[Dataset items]
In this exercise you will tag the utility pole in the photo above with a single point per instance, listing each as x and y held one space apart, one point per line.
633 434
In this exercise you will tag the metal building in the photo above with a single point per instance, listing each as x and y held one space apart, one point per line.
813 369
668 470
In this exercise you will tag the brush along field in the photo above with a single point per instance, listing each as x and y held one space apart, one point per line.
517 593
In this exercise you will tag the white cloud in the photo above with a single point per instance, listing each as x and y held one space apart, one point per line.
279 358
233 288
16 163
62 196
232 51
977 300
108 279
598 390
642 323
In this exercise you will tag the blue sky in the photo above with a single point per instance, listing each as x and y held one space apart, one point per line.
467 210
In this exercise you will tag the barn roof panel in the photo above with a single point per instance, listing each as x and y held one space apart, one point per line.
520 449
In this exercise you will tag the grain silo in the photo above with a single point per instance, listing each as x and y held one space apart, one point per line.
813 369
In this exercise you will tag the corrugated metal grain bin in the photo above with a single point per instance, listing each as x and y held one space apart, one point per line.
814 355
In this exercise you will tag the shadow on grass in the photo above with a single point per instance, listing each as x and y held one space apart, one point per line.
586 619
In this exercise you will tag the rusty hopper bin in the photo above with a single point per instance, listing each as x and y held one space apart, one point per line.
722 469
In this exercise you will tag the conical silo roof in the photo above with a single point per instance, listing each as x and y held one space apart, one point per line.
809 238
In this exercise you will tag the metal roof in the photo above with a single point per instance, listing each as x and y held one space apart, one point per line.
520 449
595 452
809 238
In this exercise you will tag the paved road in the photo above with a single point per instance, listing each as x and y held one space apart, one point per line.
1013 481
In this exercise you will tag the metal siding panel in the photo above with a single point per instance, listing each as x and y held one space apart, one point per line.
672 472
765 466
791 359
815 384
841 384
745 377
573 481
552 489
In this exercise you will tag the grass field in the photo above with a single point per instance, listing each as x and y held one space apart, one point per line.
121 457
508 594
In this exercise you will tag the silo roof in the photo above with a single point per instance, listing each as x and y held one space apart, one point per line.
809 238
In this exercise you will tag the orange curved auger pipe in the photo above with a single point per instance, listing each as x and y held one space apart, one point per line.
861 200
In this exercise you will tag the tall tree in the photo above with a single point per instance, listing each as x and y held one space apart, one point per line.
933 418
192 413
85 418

Instructions for the task: Write out all the entries again, swapping each "tag" for "mark" and keeping everything else unchanged.

Answer to the task:
In this exercise you will mark the utility pole in the photo above with a single point per instance, listing each as x and y held one space apart, one point per line.
633 434
In this exercise you will mark the metal building in the photo above with a single point per instance, listing each as x and y held one space apart, one point per line.
813 369
668 470
In this exercise you will mark the brush along field in the photo above with a single point per instance, listing each as x and y held one space apart, one point per line.
517 593
In this exercise you will mark the white cloud in the photo above with a single point per instance, listing each as x and y held one space apart, one point per line.
279 358
233 288
16 163
62 196
232 51
977 300
108 279
598 390
642 323
In this exercise you will mark the blue sky in the photo above with a single point per instance, listing each as x and y held one space apart, one point per line.
467 210
In this exercise you will mark the barn roof panel in the photo above with a single point per instance, listing each as x and y held one space apart, one point per line.
520 449
In this exercise you will mark the grain silo in the photo above with a single point per instance, listing each as x and y held one space apart, one point per line.
813 369
In this exercise you will mark the corrugated metal grain bin in the photo above with a single point per instance, listing each as x and y held one space apart, one point per line.
814 355
In this exercise you will mark the shadow on grass in the photo above with a single point per instance, listing each as x and y held one space apart, one point per line.
586 619
In this exercise you will mark the rusty hopper bin in the photo above with a single point per instance, listing each as x and y held one space apart, one point per line.
722 469
In this exercise you will mark the conical silo roof in the photo above with a single point per instance, listing each as x and y held one space apart, one point per line.
809 238
In this exercise you will mark the metal roof in the photo above with a single point per instance, listing each as x and y held one space apart, one point per line.
520 449
595 452
809 238
In this exercise you will mark the paved road in the photo above with a single point per instance, listing each as x and y held one space apart, one point per line.
1013 481
In this exercise you will mark the metal siding panel in the photo above with a single point per instance, listing each as x and y held one space apart, one point per line.
672 472
765 466
791 359
815 384
841 384
745 377
573 481
552 489
In this exercise you will mark the grass field in the photo above with a single point per instance, listing each as x and y held one space apart, one point per line.
121 457
508 594
In this exercise you will mark the silo roof in the photo above with a single point per instance, listing each as x and y held one space apart, one point per line.
809 238
In this exercise you will mark the orange curved auger pipe in the photo above with a single point per instance, listing each as x and y held one space apart, one point per line.
861 200
In this exercise you will mark the tall tree in the photo above with a single point per instance, listing each as x and y held one space apart, one point per line.
933 418
192 413
85 418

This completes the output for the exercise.